Goal: Scale the part of the entries that opens with their first line and closes with the line containing "[0,34,300,179]". Write out only that part again, with the requests included and every box coordinate multiplied by 1.35 and rounded to a whole number, halves going up.

Rows of box annotation data:
>> START
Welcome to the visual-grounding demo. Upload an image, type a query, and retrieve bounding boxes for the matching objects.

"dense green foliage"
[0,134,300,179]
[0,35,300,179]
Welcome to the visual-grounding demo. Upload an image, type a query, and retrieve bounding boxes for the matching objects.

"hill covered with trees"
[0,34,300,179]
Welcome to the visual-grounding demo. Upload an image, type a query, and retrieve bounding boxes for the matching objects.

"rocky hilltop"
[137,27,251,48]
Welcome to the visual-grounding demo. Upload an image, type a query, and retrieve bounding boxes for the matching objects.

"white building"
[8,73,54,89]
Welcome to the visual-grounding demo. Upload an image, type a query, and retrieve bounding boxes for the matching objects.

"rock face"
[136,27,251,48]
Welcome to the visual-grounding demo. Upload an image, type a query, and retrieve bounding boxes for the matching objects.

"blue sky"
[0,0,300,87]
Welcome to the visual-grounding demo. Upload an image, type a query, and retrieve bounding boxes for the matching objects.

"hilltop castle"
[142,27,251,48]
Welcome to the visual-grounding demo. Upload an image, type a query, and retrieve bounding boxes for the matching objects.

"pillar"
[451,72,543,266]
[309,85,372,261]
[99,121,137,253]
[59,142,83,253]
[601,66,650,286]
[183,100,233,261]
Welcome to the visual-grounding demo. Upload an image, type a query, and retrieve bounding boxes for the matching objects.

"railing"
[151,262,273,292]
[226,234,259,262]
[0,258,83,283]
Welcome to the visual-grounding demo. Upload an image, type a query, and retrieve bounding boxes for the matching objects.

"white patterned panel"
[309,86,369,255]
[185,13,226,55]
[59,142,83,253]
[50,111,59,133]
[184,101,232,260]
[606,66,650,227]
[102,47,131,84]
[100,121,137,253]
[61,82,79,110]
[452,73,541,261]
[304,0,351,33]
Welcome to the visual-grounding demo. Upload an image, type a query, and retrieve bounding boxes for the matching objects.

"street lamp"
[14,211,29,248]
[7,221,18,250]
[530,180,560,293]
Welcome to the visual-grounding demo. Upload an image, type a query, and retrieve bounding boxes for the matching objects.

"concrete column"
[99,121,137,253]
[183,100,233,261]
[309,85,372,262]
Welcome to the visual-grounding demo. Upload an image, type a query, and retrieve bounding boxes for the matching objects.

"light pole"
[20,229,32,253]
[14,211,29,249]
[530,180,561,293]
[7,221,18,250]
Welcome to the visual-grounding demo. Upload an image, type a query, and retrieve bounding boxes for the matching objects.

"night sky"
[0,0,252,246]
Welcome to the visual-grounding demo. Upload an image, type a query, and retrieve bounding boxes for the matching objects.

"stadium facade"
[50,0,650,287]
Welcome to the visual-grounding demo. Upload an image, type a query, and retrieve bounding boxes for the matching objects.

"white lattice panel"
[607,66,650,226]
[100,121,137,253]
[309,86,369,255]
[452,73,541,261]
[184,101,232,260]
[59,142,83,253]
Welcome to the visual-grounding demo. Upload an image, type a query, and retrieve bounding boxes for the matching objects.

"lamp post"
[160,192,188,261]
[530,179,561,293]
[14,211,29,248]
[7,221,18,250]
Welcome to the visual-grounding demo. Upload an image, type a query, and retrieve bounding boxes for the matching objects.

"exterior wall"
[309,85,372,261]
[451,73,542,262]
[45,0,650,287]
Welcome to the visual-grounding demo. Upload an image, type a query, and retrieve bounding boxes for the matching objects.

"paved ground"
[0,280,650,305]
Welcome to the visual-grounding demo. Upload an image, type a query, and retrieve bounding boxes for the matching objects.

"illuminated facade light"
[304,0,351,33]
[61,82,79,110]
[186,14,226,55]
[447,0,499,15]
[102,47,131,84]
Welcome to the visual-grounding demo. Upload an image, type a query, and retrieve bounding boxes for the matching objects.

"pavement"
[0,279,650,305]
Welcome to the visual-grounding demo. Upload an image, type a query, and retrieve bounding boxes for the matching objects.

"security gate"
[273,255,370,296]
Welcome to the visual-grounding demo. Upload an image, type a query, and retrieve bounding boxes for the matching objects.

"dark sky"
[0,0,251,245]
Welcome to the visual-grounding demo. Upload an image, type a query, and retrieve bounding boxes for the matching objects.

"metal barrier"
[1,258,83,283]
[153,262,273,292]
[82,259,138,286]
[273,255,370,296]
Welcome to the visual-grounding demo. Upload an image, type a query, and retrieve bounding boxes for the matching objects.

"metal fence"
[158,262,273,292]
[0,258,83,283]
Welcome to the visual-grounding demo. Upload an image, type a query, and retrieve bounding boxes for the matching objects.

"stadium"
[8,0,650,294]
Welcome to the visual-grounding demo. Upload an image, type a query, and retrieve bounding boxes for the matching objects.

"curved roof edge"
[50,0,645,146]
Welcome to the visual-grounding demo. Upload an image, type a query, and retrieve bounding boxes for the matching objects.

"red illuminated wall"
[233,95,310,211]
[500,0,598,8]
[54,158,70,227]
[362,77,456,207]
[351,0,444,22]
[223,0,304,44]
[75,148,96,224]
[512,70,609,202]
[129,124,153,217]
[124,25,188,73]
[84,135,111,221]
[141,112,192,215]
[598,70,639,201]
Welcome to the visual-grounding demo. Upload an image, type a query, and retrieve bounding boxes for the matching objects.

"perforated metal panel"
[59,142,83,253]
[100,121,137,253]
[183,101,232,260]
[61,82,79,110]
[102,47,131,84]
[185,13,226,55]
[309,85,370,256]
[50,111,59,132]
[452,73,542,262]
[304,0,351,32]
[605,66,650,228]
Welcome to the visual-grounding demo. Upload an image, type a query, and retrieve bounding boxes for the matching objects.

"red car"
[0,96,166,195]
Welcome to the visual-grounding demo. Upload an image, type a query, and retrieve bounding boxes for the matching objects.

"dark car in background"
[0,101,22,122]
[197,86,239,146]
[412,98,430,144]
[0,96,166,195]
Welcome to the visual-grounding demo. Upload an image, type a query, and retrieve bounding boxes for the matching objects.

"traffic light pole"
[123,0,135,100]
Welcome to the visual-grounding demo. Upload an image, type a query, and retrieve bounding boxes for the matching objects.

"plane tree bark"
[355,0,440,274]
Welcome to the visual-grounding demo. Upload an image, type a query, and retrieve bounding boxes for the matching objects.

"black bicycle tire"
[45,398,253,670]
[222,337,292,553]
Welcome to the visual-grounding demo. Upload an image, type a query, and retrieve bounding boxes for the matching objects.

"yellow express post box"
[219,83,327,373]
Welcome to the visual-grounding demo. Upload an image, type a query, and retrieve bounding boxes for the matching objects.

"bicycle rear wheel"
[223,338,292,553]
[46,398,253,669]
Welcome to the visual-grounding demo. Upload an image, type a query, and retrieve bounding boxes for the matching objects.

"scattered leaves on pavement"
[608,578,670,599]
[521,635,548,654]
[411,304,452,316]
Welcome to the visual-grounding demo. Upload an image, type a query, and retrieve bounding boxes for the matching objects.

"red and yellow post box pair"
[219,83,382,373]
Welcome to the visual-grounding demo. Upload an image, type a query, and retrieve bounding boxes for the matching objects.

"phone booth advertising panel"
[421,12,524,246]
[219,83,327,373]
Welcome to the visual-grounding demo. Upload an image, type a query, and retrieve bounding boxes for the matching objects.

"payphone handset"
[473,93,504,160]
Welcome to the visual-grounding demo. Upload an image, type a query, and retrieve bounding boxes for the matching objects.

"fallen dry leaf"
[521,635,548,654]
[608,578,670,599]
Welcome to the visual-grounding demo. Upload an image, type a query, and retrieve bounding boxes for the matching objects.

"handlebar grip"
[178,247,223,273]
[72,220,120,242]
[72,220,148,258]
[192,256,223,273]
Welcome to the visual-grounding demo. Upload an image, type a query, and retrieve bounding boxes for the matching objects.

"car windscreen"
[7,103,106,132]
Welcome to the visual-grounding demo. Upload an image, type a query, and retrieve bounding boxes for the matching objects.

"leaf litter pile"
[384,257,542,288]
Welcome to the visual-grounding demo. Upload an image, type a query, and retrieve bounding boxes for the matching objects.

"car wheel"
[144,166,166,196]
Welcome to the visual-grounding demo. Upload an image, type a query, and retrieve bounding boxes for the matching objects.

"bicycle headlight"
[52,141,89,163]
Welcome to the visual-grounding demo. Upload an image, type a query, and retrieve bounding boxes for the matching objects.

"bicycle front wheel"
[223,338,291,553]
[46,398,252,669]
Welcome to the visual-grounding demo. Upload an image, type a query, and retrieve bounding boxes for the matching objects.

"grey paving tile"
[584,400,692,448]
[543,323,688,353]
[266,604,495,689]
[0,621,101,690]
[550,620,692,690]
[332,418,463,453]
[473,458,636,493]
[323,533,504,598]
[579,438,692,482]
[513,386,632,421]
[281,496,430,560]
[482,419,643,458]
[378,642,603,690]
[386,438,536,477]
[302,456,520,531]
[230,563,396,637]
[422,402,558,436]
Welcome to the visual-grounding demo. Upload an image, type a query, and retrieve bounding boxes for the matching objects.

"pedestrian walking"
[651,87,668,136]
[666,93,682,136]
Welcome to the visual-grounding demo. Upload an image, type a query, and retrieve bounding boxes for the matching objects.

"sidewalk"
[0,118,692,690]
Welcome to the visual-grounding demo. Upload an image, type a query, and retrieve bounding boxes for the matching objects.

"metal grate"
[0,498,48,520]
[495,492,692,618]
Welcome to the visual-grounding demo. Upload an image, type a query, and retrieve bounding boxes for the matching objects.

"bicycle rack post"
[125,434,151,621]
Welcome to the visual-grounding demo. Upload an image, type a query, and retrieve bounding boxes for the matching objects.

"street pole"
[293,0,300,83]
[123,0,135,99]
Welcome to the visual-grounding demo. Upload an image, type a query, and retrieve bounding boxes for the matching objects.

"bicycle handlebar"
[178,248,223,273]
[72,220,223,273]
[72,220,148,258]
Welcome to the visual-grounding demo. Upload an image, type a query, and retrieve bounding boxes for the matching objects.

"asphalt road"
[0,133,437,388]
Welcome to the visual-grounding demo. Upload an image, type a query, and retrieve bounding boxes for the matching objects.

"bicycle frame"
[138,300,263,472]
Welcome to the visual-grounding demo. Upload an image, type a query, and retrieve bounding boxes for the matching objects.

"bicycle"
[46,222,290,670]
>> END
Correct response:
Welcome to the visual-grounding demo. Upload an image, type a query, and retrieve bounding boxes for the matching objects.

"dense green foliage"
[0,181,405,242]
[0,47,405,242]
Welcome to the visual-grounding demo. Upload an image, type a query, and retrieve bounding boxes for the matching objects.

"hill covered with trees"
[0,46,405,242]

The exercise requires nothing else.